▶ EXERCISE INSTRUCTIONS
Repeat the lines below with "even-odd rule" swapped for "nonzero winding rule" wherever it occurs, changing nothing else. Omit the pictures from your answer.

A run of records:
------------------------------------------------

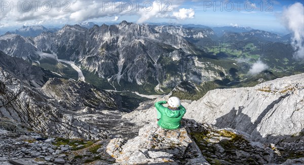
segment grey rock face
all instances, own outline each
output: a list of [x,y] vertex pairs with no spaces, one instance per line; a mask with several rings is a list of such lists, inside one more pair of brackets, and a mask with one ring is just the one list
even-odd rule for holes
[[196,159],[198,163],[209,164],[185,127],[165,130],[153,122],[144,126],[138,134],[127,142],[119,138],[110,140],[106,152],[116,162],[123,164],[182,163],[182,160],[187,162]]
[[[56,88],[52,88],[56,83]],[[82,95],[95,99],[86,100]],[[111,95],[84,82],[56,78],[50,80],[43,89],[33,88],[0,68],[1,116],[24,122],[48,135],[93,139],[106,138],[113,134],[134,136],[134,129],[124,130],[132,125],[121,119],[116,102],[107,97]],[[75,101],[80,103],[78,106],[72,102]],[[90,114],[81,110],[87,106],[92,107]]]
[[[225,73],[229,69],[214,64],[211,59],[214,57],[184,38],[188,34],[160,29],[126,21],[119,25],[96,25],[90,29],[79,25],[66,25],[56,32],[44,32],[30,39],[5,35],[0,37],[1,43],[12,44],[0,48],[4,48],[2,51],[10,56],[34,61],[43,59],[39,54],[43,51],[60,59],[74,61],[82,69],[97,74],[117,88],[125,82],[137,86],[149,83],[153,87],[158,85],[173,87],[183,80],[201,83],[220,78],[218,73]],[[173,30],[185,30],[192,37],[212,33],[211,29],[179,29]],[[21,39],[11,39],[16,37]],[[16,55],[12,51],[19,43],[29,43],[29,50]]]
[[[187,110],[184,117],[239,130],[257,141],[276,143],[304,129],[303,82],[304,74],[299,74],[253,87],[211,90],[198,101],[182,101]],[[155,120],[154,103],[169,97],[142,103],[124,117],[135,122]]]
[[299,74],[254,87],[210,91],[186,106],[185,117],[243,131],[256,140],[279,139],[304,129],[303,80]]
[[73,110],[83,109],[86,107],[108,110],[120,108],[114,99],[119,100],[118,96],[97,90],[83,81],[51,78],[42,89],[47,96],[55,99],[64,107]]

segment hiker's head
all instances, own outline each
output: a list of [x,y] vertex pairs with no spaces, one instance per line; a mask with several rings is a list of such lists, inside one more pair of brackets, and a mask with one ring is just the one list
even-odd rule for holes
[[171,97],[168,100],[168,104],[170,109],[177,108],[180,106],[180,101],[177,97]]

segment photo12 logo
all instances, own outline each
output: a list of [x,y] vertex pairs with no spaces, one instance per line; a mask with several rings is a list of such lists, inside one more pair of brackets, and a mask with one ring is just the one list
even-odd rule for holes
[[45,12],[49,12],[52,9],[56,9],[58,12],[70,12],[69,8],[71,4],[69,1],[2,1],[0,5],[2,12],[5,10],[9,10],[11,12],[29,12],[33,10],[37,12],[40,10]]
[[[84,1],[85,2],[85,1]],[[71,1],[2,1],[0,4],[1,12],[9,10],[11,12],[29,12],[43,11],[49,12],[55,9],[58,12],[70,12],[72,9]],[[172,3],[170,1],[100,1],[96,3],[100,6],[102,12],[111,10],[113,12],[139,11],[143,10],[145,12],[151,11],[154,9],[158,9],[160,12],[171,12]]]
[[[247,12],[258,10],[261,12],[273,12],[273,3],[268,1],[204,1],[204,11],[213,10],[214,12],[240,12],[242,9]],[[237,9],[237,10],[236,10]]]

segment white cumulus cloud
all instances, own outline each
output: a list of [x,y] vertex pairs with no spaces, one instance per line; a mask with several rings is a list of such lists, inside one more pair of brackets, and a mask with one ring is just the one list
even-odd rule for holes
[[251,66],[248,73],[255,75],[258,74],[263,70],[268,69],[268,66],[262,63],[261,61],[257,61]]
[[180,9],[178,12],[173,12],[173,17],[175,17],[178,19],[185,19],[186,18],[194,18],[194,10],[192,8]]
[[115,16],[115,18],[114,18],[114,19],[112,20],[112,21],[116,21],[118,20],[119,19],[119,17]]
[[304,59],[304,6],[296,3],[284,9],[282,13],[284,25],[292,31],[291,45],[294,58]]

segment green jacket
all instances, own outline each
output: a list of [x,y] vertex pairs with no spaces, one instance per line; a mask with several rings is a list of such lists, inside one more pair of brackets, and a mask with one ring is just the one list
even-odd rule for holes
[[180,126],[180,121],[182,116],[186,113],[186,109],[181,105],[178,110],[170,110],[162,105],[166,103],[167,101],[161,101],[154,104],[157,111],[161,114],[161,119],[158,121],[158,124],[164,129],[177,129]]

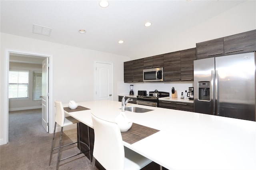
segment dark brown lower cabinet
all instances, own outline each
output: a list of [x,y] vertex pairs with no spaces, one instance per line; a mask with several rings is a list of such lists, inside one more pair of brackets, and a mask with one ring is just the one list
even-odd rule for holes
[[[86,144],[88,144],[88,126],[84,124],[80,123],[79,123],[80,127],[80,136],[81,138],[81,140],[86,143]],[[78,126],[77,125],[78,130],[77,133],[78,134]],[[92,154],[93,153],[93,146],[94,146],[94,130],[93,128],[91,128],[90,127],[89,127],[89,134],[90,134],[90,148],[91,149],[91,156],[92,158]],[[79,148],[79,145],[78,145],[77,146],[78,148]],[[84,145],[82,144],[81,145],[81,148],[82,152],[87,150],[88,148],[86,146],[84,146]],[[154,146],[152,146],[152,149],[155,149],[155,147]],[[89,154],[89,152],[87,152],[85,153],[84,155],[88,158],[88,159],[90,160],[90,156]],[[96,160],[95,162],[95,165],[96,167],[99,170],[105,170],[105,169]],[[144,168],[142,169],[143,170],[159,170],[160,169],[159,165],[156,164],[154,162],[152,163],[149,164],[148,165],[147,165]],[[167,169],[163,167],[163,170],[167,170]]]
[[159,107],[194,112],[194,103],[173,101],[159,101]]

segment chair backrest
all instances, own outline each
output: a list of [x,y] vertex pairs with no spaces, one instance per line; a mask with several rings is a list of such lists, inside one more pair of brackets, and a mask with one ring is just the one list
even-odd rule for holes
[[94,131],[93,156],[107,170],[124,169],[124,149],[117,124],[92,114]]
[[63,127],[65,119],[65,113],[61,101],[55,101],[55,107],[56,108],[56,115],[55,115],[55,122],[62,127]]

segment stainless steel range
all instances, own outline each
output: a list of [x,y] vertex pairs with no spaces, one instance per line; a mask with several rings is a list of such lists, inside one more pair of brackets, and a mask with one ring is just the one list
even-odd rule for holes
[[158,107],[160,97],[170,96],[170,93],[163,91],[150,91],[149,96],[138,95],[137,96],[137,104],[146,106]]

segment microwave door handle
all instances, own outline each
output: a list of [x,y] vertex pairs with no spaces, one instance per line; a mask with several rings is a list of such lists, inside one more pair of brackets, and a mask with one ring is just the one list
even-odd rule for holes
[[162,79],[162,71],[157,71],[157,79]]

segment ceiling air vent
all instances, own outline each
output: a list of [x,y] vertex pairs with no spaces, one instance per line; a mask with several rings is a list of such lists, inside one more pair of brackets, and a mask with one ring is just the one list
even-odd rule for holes
[[33,33],[43,36],[50,36],[52,31],[52,28],[44,27],[38,25],[32,24]]

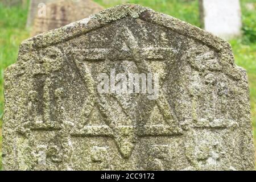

------------------------------------------------

▶ RESULT OF THE TASK
segment grey rock face
all instances, own outline each
output: a list of [x,y] vertex pairs with no spaces, one instance per line; a mask with several rings is a list of such lists, inside one more pair of brackets, and a mask with one ring is just the one list
nonzero winding rule for holes
[[196,159],[198,163],[209,164],[185,127],[165,130],[153,122],[144,126],[138,134],[127,142],[119,138],[110,140],[106,152],[116,162],[123,164],[182,163],[182,160],[187,162]]
[[[56,88],[52,88],[56,83]],[[82,95],[95,99],[86,100]],[[111,95],[84,82],[56,78],[50,80],[43,89],[33,88],[0,68],[1,116],[24,122],[48,135],[93,139],[106,138],[113,134],[134,136],[134,129],[124,130],[132,125],[121,119],[116,102],[107,97]],[[75,101],[80,103],[78,106],[72,102]],[[90,114],[81,110],[87,106],[92,107]]]
[[[225,73],[229,69],[214,64],[211,59],[214,57],[184,38],[188,34],[160,29],[126,21],[119,25],[96,25],[90,29],[79,25],[66,25],[56,32],[44,32],[30,39],[5,35],[0,37],[1,43],[12,44],[0,48],[4,48],[2,51],[10,56],[34,61],[43,59],[39,54],[43,51],[60,59],[74,61],[82,69],[97,74],[117,88],[125,82],[137,86],[149,83],[153,87],[158,85],[173,87],[183,80],[201,83],[220,78],[218,73]],[[173,30],[185,30],[192,37],[212,33],[211,29],[179,29]],[[21,39],[11,39],[16,37]],[[16,55],[12,51],[19,43],[29,43],[29,50]]]
[[[187,110],[184,117],[239,130],[257,141],[276,143],[304,129],[303,82],[304,74],[299,74],[253,87],[211,90],[198,101],[182,101]],[[155,120],[154,103],[169,97],[142,103],[124,117],[135,122]]]
[[299,74],[254,87],[210,91],[186,106],[185,117],[243,131],[256,140],[279,139],[304,129],[303,80]]
[[73,110],[83,109],[86,107],[108,110],[120,108],[114,99],[119,100],[118,96],[97,90],[83,81],[51,78],[42,89],[47,96],[55,99],[64,107]]

segment hiker's head
all instances, own outline each
output: a list of [x,y] vertex pairs with no spaces, one instance per line; a mask with several rings is a list of such lists, inside one more pair of brackets, and a mask with one ring is just the one list
nonzero winding rule for holes
[[171,97],[168,100],[168,104],[170,109],[177,108],[180,106],[180,101],[177,97]]

segment photo12 logo
all instances, own outline each
output: a list of [x,y] vertex pairs with no spaces, one instance per line; a mask with several rings is a list of such lists, inside one more pair of brackets, and a mask with one ring is just the one list
nonzero winding rule for holes
[[45,12],[49,12],[52,9],[56,9],[58,12],[70,12],[69,8],[71,4],[69,1],[2,1],[0,5],[2,12],[5,10],[9,10],[11,12],[29,12],[33,10],[37,12],[40,10]]
[[[84,1],[85,2],[85,1]],[[71,1],[2,1],[0,4],[1,12],[9,10],[11,12],[29,12],[43,11],[49,12],[55,9],[58,12],[70,12],[72,9]],[[172,3],[170,1],[100,1],[96,3],[100,6],[102,12],[111,10],[113,12],[139,11],[143,10],[145,12],[151,11],[154,9],[158,9],[160,12],[171,12]]]
[[[247,12],[258,10],[261,12],[273,12],[273,3],[268,1],[204,1],[204,11],[213,10],[214,12],[240,12],[242,9]],[[237,9],[237,10],[236,10]]]

segment white cumulus cloud
all instances, own outline each
output: a list of [x,y] vertex pairs with no spaces, one instance per line; a mask with several rings is a list of such lists, inside one more pair of brackets, and a mask with one ring is just the one list
nonzero winding rule for holes
[[251,66],[248,73],[255,75],[258,74],[263,70],[268,69],[268,66],[262,63],[261,61],[257,61]]
[[180,9],[178,12],[173,12],[173,17],[175,17],[178,19],[185,19],[186,18],[194,18],[194,10],[192,8]]
[[115,16],[115,18],[114,18],[114,19],[112,20],[112,21],[116,21],[118,20],[119,19],[119,17]]
[[304,59],[304,6],[296,3],[284,9],[282,13],[284,25],[292,31],[291,45],[294,58]]

segment green jacket
all instances, own outline each
output: a list of [x,y] vertex pairs with no spaces, one instance per line; a mask with several rings is a list of such lists, inside one more pair of brackets, and a mask with one ring is just the one list
nonzero winding rule for holes
[[180,126],[180,121],[182,116],[186,113],[186,109],[181,105],[178,110],[170,110],[162,105],[166,103],[167,101],[161,101],[154,104],[157,111],[161,114],[161,119],[158,121],[158,124],[164,129],[177,129]]

segment dark brown lower cabinet
all instances, own outline each
output: a list of [x,y] vertex pairs with no spaces, one instance per line; a mask with several rings is a list of such lists, inside one more pair of brackets, and a mask with one ring is just the one list
nonzero winding rule for holes
[[[86,144],[88,144],[88,126],[84,124],[80,123],[79,123],[80,127],[80,136],[81,138],[81,140],[86,143]],[[78,126],[77,125],[78,130],[77,133],[78,134]],[[92,154],[93,153],[93,146],[94,146],[94,130],[93,128],[91,128],[90,127],[89,127],[89,134],[90,134],[90,148],[91,149],[91,156],[92,158]],[[79,148],[79,145],[78,145],[77,146],[78,148]],[[84,145],[82,144],[81,145],[81,148],[82,152],[87,150],[88,148],[86,146],[84,146]],[[154,146],[152,146],[152,149],[155,149],[155,147]],[[89,154],[89,152],[87,152],[85,153],[84,155],[88,158],[88,159],[90,160],[90,156]],[[96,160],[95,162],[95,165],[96,167],[99,170],[105,170],[105,169]],[[144,168],[142,169],[143,170],[159,170],[160,169],[159,165],[156,164],[154,162],[152,163],[149,164],[148,165],[147,165]],[[167,169],[163,167],[163,170],[167,170]]]
[[159,107],[194,112],[194,103],[173,101],[159,101]]

segment chair backrest
all instances, own outline each
output: a list of [x,y] vertex pairs with no spaces, one instance per line; a mask with several rings is a list of such lists, inside one more pair of brackets, and a mask with one ring is just the one list
nonzero winding rule for holes
[[94,131],[93,156],[107,170],[124,169],[124,149],[117,124],[92,114]]
[[63,127],[65,119],[65,113],[61,101],[55,101],[55,107],[56,108],[56,115],[55,115],[55,122],[62,127]]

segment stainless steel range
all instances, own outline each
output: a list of [x,y] vertex pairs with no spaces, one instance per line; a mask with several rings is a list of such lists, inside one more pair of brackets, and a mask with one ring is just the one list
nonzero winding rule for holes
[[158,107],[160,97],[170,96],[170,93],[163,91],[150,91],[149,96],[138,95],[137,96],[137,104],[146,106]]

segment microwave door handle
all instances, own outline each
output: a list of [x,y] vertex pairs with no spaces, one instance per line; a mask with several rings is a list of such lists, inside one more pair of brackets, and a mask with one ring is just the one list
nonzero winding rule for holes
[[162,79],[162,71],[157,71],[157,79]]

segment ceiling air vent
all instances, own outline each
output: a list of [x,y] vertex pairs with no spaces, one instance per line; a mask with several rings is a list of such lists, inside one more pair of brackets, and a mask with one ring is just the one list
nonzero winding rule for holes
[[33,33],[43,36],[50,36],[52,31],[52,28],[44,27],[38,25],[32,24]]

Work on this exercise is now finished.